→ Trecho:
....

O decreto municipal de Nova Olinda, cidade do Cariri cearense, não surpreende apenas pelo aspecto sanitário, pois desobrigar o uso de máscaras, ainda que apenas em locais públicos, contraria umas das mais básicas medidas de contenção do coronavírus. A medida contraria também um entendimento do Supremo Tribunal Federal (STF) discutido exaustivamente no último ano e meio.
Essa decisão, aliás, apesar de muito lembrada, parece ser pouco conhecida de fato. Até mesmo porque ela é, não raro, citada como um impedimento a ações da União no contexto da pandemia, o que não é verdade.
Entenda o que o STF decidiu
No dia 15 de abril de 2020, o plenário do STF confirmou, por unanimidade, o entendimento de que as medidas adotadas pelo governo federal na Medida Provisória (MP) 926/2020 para o enfrentamento do novo coronavírus não afastavam a competência concorrente nem a tomada de providências normativas e administrativas pelos estados, pelo Distrito Federal e pelos municípios.
Em outras palavras, União, estados e municípios têm competência para tomar essas medidas que envolvem saúde pública.
A decisão de toda a corte foi um referendo à medida cautelar conferida no mês anterior pelo então ministro Marco Aurélio na Ação Direta de Inconstitucionalidade (ADI) 6341. Aproveitando o tema, o ministro Edson Fachin propôs que o artigo 3º da Lei 13.979/2020 também fosse interpretado conforme a Constituição, para deixar claro que a União pode legislar sobre o assunto, mas que o exercício desta competência deve sempre resguardar a autonomia dos demais entes.
No entendimento de Fachin, a possibilidade de o chefe do Executivo Federal definir por decreto a essencialidade dos serviços públicos, sem observar a autonomia dos entes locais, afronta o princípio da separação dos poderes. Quanto a esse pronto, a maioria dos ministros concordou com a proposta. Não foi unânime, mas prevaleceu.
E o que é esse entendimento da lei "conforme a Constituição"?

....

→ Dados armazenados:
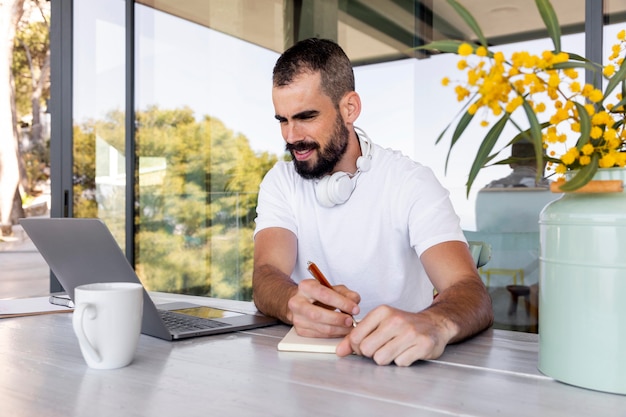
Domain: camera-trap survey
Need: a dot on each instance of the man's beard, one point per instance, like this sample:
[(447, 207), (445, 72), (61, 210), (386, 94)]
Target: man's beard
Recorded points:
[(327, 158)]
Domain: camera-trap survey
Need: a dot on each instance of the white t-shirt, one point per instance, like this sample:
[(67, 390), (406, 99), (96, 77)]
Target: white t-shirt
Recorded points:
[(372, 242)]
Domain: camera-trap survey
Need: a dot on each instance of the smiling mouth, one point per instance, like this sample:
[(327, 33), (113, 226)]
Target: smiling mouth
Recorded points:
[(302, 151), (302, 155)]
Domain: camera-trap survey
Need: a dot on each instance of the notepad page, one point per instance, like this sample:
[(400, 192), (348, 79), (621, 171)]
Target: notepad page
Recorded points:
[(292, 342)]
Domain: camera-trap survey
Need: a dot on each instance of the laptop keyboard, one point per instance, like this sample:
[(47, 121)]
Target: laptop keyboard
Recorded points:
[(181, 322)]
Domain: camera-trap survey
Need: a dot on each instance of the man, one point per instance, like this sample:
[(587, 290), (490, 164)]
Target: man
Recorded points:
[(381, 228)]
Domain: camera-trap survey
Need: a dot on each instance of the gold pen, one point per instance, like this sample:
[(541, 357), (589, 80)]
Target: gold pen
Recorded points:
[(317, 274)]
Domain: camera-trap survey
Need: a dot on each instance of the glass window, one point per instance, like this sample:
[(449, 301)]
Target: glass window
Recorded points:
[(99, 174), (205, 131), (205, 137)]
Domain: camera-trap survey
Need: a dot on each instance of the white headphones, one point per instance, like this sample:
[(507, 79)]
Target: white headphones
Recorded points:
[(337, 188)]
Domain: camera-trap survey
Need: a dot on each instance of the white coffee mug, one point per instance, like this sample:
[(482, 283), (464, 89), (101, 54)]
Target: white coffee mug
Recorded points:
[(107, 322)]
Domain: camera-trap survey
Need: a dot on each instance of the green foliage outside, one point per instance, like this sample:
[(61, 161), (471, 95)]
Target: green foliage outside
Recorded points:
[(196, 191)]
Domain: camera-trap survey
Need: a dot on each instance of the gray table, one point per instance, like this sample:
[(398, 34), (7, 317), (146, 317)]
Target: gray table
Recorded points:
[(242, 374)]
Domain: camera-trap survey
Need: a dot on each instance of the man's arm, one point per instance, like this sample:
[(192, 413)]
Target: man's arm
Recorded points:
[(277, 295), (462, 308), (275, 251)]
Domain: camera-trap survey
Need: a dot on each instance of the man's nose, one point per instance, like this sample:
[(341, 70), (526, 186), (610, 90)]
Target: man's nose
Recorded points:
[(292, 133)]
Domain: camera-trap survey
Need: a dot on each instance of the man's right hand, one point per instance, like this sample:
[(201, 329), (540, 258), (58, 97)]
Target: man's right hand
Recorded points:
[(318, 311)]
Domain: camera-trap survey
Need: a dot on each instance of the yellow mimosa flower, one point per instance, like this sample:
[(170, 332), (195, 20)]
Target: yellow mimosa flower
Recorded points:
[(587, 149), (609, 70), (465, 49), (596, 132), (584, 160)]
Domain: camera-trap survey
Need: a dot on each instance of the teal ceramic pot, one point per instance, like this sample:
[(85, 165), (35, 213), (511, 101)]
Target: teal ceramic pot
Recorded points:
[(582, 288)]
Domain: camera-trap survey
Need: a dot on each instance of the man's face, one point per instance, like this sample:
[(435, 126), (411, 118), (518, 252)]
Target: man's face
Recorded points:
[(313, 129)]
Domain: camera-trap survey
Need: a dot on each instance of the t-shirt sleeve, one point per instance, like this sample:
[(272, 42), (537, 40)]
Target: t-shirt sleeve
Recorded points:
[(274, 206), (432, 219)]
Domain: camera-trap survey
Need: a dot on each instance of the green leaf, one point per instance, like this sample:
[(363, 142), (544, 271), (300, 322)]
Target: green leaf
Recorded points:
[(618, 107), (585, 125), (583, 176), (535, 135), (469, 19), (460, 128), (448, 45), (550, 20), (484, 151), (575, 64)]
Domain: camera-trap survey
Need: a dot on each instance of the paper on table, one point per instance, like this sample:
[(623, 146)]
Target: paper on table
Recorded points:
[(292, 342), (29, 306)]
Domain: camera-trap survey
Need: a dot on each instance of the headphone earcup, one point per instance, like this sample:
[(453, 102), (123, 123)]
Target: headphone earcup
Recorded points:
[(364, 163), (334, 189)]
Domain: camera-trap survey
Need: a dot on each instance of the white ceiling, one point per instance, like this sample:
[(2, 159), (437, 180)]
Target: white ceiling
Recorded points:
[(261, 21)]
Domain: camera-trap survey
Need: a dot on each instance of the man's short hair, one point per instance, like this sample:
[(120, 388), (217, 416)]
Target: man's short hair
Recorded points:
[(317, 55)]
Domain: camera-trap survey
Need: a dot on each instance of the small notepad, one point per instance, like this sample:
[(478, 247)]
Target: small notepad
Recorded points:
[(292, 342)]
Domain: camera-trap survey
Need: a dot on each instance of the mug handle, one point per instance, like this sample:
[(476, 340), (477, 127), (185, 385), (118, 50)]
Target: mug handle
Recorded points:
[(77, 321)]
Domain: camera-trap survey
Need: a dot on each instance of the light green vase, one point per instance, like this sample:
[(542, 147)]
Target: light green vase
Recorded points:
[(582, 288)]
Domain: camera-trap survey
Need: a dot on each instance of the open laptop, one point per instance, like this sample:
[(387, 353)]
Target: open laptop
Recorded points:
[(83, 251)]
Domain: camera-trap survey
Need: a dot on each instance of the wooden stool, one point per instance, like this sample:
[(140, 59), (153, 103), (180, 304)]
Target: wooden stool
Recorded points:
[(517, 291)]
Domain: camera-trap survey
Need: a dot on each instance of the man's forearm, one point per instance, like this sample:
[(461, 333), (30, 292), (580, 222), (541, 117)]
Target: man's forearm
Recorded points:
[(272, 290), (465, 307)]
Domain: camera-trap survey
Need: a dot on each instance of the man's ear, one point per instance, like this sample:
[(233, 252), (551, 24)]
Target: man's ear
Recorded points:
[(350, 107)]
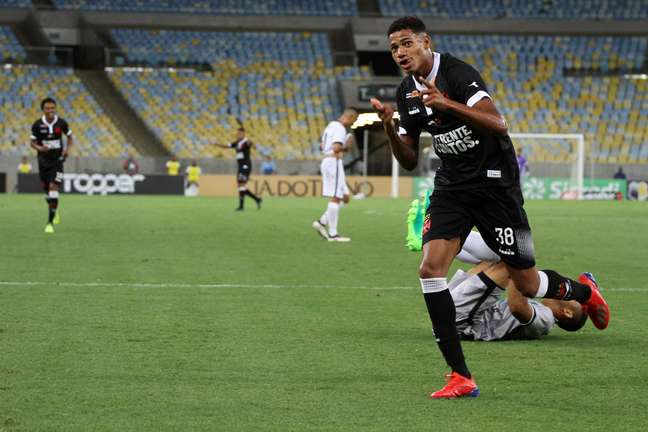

....

→ Objetivo do exercício: Transcreva palavra por palavra, do trecho sobre a decisão do STF, a parte que começa nas palavras "A decisão de" e termina em "dos demais entes.".

→ Resposta ao exercício:
A decisão de toda a corte foi um referendo à medida cautelar conferida no mês anterior pelo então ministro Marco Aurélio na Ação Direta de Inconstitucionalidade (ADI) 6341. Aproveitando o tema, o ministro Edson Fachin propôs que o artigo 3º da Lei 13.979/2020 também fosse interpretado conforme a Constituição, para deixar claro que a União pode legislar sobre o assunto, mas que o exercício desta competência deve sempre resguardar a autonomia dos demais entes.